REQUIREMENT: Please repeat the lines below without any changes.

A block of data
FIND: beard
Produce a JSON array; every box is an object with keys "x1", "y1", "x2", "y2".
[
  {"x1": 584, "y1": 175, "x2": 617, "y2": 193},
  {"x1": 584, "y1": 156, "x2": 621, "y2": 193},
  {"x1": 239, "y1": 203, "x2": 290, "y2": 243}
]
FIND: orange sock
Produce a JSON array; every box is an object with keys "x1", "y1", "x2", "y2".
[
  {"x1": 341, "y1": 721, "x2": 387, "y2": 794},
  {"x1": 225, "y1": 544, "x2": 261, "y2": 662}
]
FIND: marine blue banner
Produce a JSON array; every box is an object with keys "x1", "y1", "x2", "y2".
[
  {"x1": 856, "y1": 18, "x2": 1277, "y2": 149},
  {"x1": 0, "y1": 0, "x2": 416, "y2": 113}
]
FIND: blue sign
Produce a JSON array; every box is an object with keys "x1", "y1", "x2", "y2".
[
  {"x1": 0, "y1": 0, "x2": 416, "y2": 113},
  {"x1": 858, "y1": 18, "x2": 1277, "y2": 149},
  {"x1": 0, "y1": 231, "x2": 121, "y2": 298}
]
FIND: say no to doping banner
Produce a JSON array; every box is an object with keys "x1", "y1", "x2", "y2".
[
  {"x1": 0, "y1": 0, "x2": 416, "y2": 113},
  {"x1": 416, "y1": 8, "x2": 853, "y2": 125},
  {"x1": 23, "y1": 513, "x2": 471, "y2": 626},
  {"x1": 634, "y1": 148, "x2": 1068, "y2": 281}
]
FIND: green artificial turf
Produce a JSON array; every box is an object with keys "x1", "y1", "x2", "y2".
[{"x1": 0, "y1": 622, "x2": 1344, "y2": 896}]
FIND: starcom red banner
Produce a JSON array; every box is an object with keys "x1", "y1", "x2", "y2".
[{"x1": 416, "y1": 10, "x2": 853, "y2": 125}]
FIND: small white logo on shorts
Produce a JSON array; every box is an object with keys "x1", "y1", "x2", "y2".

OUTPUT FOR THIS EXERCISE:
FIND: beard
Produce a JSON array; every box is an object with keys "x1", "y1", "x2", "y2".
[
  {"x1": 584, "y1": 175, "x2": 617, "y2": 193},
  {"x1": 584, "y1": 156, "x2": 621, "y2": 193},
  {"x1": 239, "y1": 203, "x2": 290, "y2": 243}
]
FIND: orange sock
Produce a JSON array; every box is an object with keys "x1", "y1", "x2", "y2".
[
  {"x1": 341, "y1": 721, "x2": 387, "y2": 794},
  {"x1": 225, "y1": 544, "x2": 261, "y2": 662}
]
FIND: marine blue banner
Produce a JSON array; every box is an object with keys "x1", "y1", "x2", "y2".
[
  {"x1": 856, "y1": 18, "x2": 1277, "y2": 149},
  {"x1": 0, "y1": 0, "x2": 416, "y2": 113}
]
FIND: blue sign
Produce a JSON array; every box is an object with keys "x1", "y1", "x2", "y2".
[
  {"x1": 0, "y1": 0, "x2": 416, "y2": 113},
  {"x1": 858, "y1": 18, "x2": 1277, "y2": 149},
  {"x1": 0, "y1": 231, "x2": 121, "y2": 298}
]
FIND: say no to doping banner
Produce a JSON array; every box is an object with keys "x1", "y1", "x2", "y2".
[
  {"x1": 0, "y1": 0, "x2": 416, "y2": 113},
  {"x1": 416, "y1": 8, "x2": 853, "y2": 125},
  {"x1": 23, "y1": 513, "x2": 471, "y2": 626},
  {"x1": 634, "y1": 148, "x2": 1068, "y2": 281}
]
FIND: green artificial turf
Produce a JSON array; every box is an object with keys "x1", "y1", "x2", "y2".
[{"x1": 0, "y1": 622, "x2": 1344, "y2": 896}]
FIND: starcom red banner
Produce a JSON array; every box is an object with keys "x1", "y1", "x2", "y2".
[{"x1": 416, "y1": 10, "x2": 853, "y2": 125}]
FIND: small white logo on shorts
Produce a JSON array; every box is an object with keys "x1", "y1", "x2", "y2".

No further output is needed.